PROBLEM: From the entries that follow, pick out all lines holding "pennant".

DATASET RECORDS:
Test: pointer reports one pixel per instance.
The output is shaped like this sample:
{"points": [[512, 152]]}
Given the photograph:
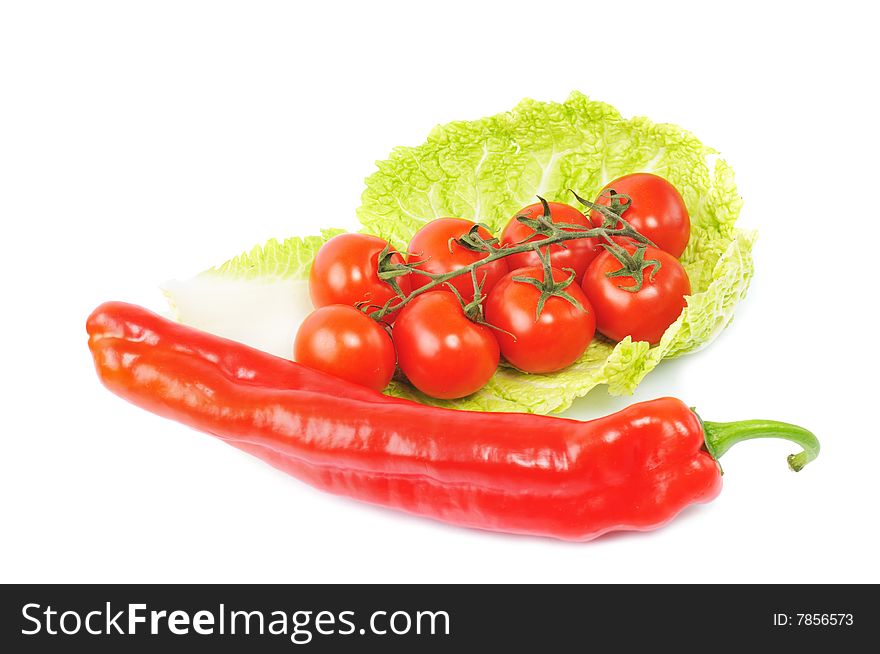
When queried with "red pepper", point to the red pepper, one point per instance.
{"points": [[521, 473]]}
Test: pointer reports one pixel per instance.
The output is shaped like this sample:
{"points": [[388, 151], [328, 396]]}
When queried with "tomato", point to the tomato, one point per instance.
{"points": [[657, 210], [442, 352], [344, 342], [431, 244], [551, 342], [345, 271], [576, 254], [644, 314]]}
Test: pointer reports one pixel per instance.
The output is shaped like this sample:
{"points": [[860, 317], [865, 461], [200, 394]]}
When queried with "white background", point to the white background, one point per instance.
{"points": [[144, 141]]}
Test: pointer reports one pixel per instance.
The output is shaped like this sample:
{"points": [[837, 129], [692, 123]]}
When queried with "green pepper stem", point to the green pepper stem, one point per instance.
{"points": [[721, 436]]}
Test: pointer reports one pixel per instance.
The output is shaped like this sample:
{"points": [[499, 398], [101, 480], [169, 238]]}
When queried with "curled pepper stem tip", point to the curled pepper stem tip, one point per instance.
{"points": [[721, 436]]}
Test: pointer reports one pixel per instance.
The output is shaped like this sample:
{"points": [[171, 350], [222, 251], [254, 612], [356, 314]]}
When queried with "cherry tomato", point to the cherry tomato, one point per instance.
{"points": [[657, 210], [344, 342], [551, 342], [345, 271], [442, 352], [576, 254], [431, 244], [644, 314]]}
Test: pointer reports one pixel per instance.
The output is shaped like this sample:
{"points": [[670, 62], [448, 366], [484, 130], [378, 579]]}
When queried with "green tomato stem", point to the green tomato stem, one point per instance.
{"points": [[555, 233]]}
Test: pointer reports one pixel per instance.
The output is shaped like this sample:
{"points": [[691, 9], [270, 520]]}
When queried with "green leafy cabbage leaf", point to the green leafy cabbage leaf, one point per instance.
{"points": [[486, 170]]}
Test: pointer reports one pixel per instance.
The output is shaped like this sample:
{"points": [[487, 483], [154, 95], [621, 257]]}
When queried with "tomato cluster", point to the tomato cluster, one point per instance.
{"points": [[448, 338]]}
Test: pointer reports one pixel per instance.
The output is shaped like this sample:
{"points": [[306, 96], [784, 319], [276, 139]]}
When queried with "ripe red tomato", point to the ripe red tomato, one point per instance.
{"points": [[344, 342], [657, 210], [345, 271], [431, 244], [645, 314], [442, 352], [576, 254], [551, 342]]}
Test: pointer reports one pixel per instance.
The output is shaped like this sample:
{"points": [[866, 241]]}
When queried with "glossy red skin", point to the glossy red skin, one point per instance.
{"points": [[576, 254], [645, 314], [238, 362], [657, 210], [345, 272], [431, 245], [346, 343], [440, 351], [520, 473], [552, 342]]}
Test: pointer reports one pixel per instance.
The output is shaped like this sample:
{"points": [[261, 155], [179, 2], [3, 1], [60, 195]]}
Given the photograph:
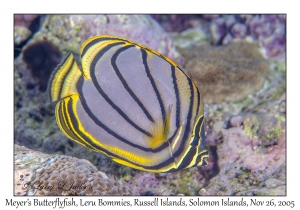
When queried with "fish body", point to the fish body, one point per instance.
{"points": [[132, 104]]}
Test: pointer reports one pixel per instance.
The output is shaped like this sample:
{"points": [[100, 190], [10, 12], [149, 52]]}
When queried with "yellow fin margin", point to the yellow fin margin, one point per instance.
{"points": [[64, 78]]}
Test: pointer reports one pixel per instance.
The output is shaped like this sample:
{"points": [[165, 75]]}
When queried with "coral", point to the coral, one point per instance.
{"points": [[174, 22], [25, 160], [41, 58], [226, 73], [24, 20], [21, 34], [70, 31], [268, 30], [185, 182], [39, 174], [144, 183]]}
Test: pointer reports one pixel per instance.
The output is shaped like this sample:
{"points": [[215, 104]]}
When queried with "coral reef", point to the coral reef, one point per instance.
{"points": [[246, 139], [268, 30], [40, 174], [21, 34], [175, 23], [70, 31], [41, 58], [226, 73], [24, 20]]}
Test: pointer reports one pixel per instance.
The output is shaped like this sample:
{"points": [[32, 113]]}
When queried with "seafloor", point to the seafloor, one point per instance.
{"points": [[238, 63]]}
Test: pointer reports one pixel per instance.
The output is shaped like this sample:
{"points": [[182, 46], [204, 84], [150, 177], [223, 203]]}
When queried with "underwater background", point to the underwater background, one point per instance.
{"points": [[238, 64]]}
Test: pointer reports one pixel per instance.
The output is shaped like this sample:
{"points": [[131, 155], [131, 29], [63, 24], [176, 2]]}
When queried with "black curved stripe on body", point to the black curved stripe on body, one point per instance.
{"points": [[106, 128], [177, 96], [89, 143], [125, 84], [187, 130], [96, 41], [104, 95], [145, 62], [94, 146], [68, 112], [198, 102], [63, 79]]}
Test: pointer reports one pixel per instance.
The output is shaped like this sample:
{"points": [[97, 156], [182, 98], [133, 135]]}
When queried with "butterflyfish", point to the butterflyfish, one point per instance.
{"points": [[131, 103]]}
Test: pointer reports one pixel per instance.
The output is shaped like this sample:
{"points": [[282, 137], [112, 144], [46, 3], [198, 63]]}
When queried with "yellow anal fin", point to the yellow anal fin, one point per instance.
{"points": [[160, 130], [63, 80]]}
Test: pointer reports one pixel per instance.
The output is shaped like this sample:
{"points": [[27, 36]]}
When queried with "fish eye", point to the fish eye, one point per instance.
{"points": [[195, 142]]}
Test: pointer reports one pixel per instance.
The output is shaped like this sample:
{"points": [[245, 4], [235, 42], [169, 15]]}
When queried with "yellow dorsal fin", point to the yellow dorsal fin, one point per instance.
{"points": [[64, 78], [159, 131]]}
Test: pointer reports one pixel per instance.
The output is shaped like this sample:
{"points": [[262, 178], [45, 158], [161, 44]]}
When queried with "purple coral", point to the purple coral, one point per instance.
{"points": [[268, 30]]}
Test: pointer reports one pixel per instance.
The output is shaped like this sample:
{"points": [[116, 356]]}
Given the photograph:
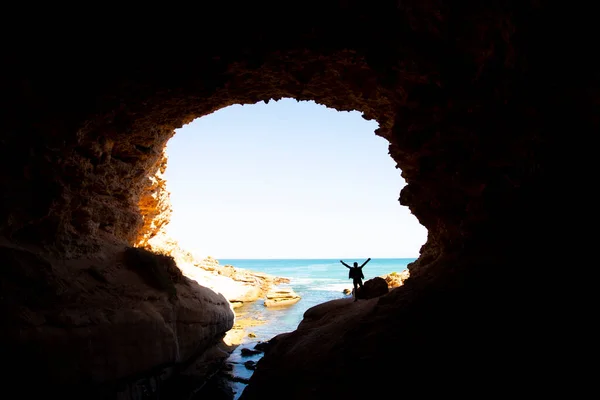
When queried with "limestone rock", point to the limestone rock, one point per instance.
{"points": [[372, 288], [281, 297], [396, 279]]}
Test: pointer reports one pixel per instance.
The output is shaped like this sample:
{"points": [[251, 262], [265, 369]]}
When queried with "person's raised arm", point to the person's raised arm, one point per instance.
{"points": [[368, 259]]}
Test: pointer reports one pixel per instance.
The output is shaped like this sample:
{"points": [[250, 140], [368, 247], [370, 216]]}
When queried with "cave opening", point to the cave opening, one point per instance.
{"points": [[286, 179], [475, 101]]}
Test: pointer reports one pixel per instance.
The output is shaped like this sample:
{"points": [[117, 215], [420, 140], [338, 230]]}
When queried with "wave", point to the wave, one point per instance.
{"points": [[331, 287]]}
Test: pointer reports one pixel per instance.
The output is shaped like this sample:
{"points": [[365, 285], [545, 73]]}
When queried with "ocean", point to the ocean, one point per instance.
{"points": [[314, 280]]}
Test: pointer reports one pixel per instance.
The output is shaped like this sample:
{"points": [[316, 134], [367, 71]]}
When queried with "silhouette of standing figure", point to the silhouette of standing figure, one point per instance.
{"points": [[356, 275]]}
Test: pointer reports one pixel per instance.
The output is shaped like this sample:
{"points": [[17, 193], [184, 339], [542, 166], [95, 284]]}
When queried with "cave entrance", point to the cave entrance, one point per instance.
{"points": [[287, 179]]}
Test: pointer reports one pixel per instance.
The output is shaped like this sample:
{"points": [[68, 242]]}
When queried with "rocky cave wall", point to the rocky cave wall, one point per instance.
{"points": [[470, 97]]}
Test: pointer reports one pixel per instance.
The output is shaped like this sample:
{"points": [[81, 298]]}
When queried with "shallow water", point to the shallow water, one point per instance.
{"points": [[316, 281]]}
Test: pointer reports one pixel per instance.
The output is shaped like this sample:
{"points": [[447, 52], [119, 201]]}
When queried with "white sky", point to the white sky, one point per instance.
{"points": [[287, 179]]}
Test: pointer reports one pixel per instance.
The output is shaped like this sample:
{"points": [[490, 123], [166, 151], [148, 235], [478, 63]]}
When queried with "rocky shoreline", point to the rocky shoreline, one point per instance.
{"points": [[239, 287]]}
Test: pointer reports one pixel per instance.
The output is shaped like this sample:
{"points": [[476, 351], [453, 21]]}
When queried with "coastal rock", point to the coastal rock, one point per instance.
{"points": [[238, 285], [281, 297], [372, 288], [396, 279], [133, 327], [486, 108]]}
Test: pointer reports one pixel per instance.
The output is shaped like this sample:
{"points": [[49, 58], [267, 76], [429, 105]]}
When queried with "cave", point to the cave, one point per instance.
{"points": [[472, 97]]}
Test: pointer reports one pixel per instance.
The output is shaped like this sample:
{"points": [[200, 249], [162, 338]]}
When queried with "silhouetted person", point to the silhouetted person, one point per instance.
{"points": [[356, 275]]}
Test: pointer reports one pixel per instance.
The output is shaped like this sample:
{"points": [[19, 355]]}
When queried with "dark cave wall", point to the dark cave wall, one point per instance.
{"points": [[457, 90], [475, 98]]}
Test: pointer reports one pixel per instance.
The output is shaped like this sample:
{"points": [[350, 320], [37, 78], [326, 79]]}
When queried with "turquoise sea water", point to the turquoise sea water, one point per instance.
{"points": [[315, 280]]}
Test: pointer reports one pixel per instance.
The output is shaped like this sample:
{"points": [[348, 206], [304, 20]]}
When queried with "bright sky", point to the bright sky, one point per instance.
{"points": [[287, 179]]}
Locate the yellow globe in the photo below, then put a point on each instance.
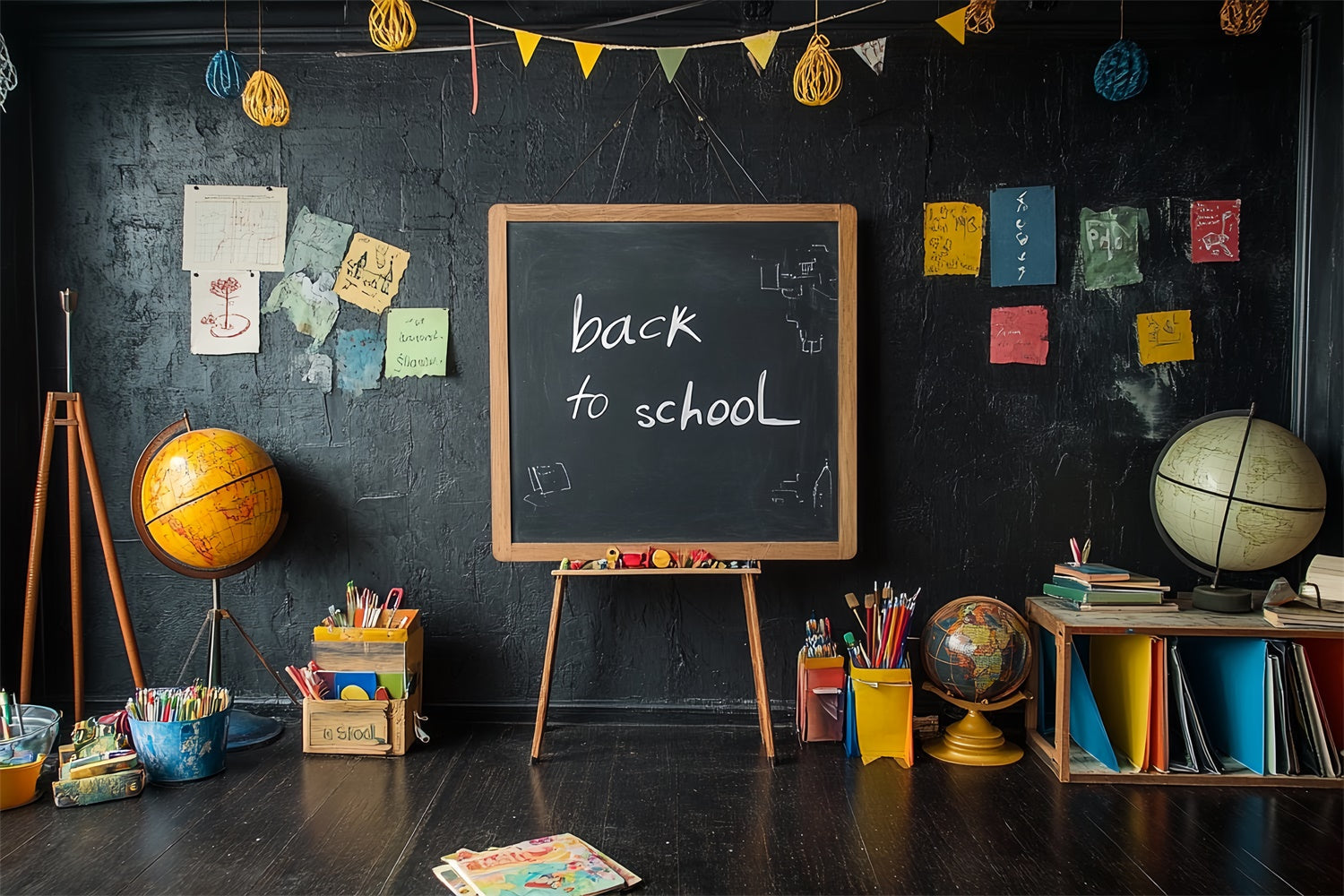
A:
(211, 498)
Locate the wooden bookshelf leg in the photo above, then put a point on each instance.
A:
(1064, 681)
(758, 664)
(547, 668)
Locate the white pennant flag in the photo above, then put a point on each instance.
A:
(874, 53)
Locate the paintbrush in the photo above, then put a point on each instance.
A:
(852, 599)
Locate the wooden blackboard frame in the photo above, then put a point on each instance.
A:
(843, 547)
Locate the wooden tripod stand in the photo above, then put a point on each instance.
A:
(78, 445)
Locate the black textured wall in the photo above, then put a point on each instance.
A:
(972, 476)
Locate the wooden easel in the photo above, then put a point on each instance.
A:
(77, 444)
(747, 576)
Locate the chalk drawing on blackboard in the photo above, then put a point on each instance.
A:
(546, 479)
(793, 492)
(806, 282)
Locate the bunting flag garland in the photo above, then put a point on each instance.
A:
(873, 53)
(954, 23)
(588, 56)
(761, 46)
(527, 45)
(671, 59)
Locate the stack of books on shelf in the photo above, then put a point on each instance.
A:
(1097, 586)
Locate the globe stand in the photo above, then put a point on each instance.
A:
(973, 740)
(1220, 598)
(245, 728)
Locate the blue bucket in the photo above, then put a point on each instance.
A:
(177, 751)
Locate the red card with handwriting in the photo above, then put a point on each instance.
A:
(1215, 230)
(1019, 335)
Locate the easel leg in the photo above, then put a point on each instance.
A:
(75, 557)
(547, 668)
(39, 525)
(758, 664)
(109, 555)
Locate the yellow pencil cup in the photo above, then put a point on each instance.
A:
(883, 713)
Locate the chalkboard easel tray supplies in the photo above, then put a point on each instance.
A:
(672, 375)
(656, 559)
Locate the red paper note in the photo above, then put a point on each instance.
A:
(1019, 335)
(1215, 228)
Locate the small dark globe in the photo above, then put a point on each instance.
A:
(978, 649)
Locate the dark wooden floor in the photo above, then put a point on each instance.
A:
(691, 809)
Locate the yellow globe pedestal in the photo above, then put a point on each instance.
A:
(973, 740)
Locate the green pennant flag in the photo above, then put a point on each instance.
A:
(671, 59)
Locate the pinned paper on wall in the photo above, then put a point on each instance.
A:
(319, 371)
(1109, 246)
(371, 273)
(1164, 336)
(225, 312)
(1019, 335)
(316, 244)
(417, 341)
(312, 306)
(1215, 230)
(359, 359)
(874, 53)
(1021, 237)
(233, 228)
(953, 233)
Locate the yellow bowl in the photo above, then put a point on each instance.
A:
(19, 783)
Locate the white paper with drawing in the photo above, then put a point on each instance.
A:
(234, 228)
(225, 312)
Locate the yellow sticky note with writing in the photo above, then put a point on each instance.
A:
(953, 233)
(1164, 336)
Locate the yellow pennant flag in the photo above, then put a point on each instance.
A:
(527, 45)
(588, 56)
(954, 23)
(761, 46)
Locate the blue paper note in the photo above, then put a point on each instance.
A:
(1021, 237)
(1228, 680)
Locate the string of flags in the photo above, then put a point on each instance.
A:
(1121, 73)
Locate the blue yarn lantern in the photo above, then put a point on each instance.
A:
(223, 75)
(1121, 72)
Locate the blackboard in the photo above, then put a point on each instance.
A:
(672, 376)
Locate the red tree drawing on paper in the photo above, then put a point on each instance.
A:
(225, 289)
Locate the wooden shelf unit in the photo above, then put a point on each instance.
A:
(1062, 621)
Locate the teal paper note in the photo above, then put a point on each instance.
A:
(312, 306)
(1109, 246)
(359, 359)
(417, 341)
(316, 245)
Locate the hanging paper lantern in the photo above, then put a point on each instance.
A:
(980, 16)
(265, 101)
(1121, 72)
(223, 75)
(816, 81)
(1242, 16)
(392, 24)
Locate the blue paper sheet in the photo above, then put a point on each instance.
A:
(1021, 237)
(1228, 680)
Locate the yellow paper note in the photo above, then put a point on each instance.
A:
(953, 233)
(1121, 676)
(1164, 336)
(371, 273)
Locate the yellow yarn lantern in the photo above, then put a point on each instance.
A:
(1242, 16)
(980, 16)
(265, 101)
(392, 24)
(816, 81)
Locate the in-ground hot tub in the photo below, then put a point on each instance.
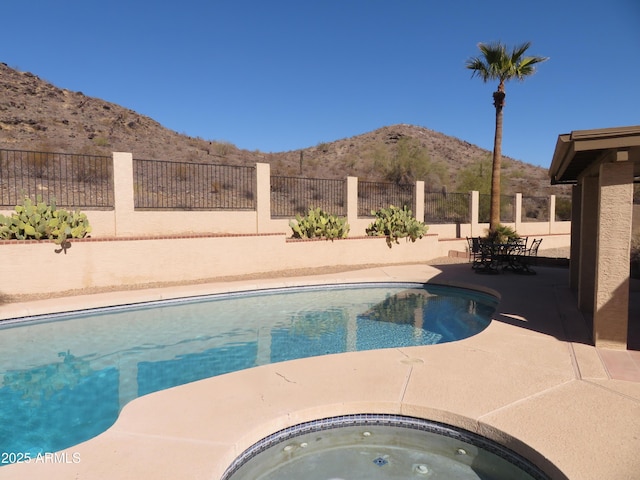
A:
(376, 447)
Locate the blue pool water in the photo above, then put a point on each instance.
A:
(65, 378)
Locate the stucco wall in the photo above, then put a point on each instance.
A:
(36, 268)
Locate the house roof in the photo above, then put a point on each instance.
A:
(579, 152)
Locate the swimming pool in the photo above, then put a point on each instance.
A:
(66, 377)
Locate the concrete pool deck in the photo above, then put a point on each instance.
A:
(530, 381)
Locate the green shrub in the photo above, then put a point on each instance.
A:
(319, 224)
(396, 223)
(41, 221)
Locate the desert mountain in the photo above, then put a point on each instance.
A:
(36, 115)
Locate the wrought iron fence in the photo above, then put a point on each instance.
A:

WRITTEN ANSWER:
Locate the white pennant flag in the photo above, then put a point on each instance.
Locate the green pennant flag in the photo above, then put a point on each instance.
Locate the yellow pennant flag in the photo above, then put a point on each instance.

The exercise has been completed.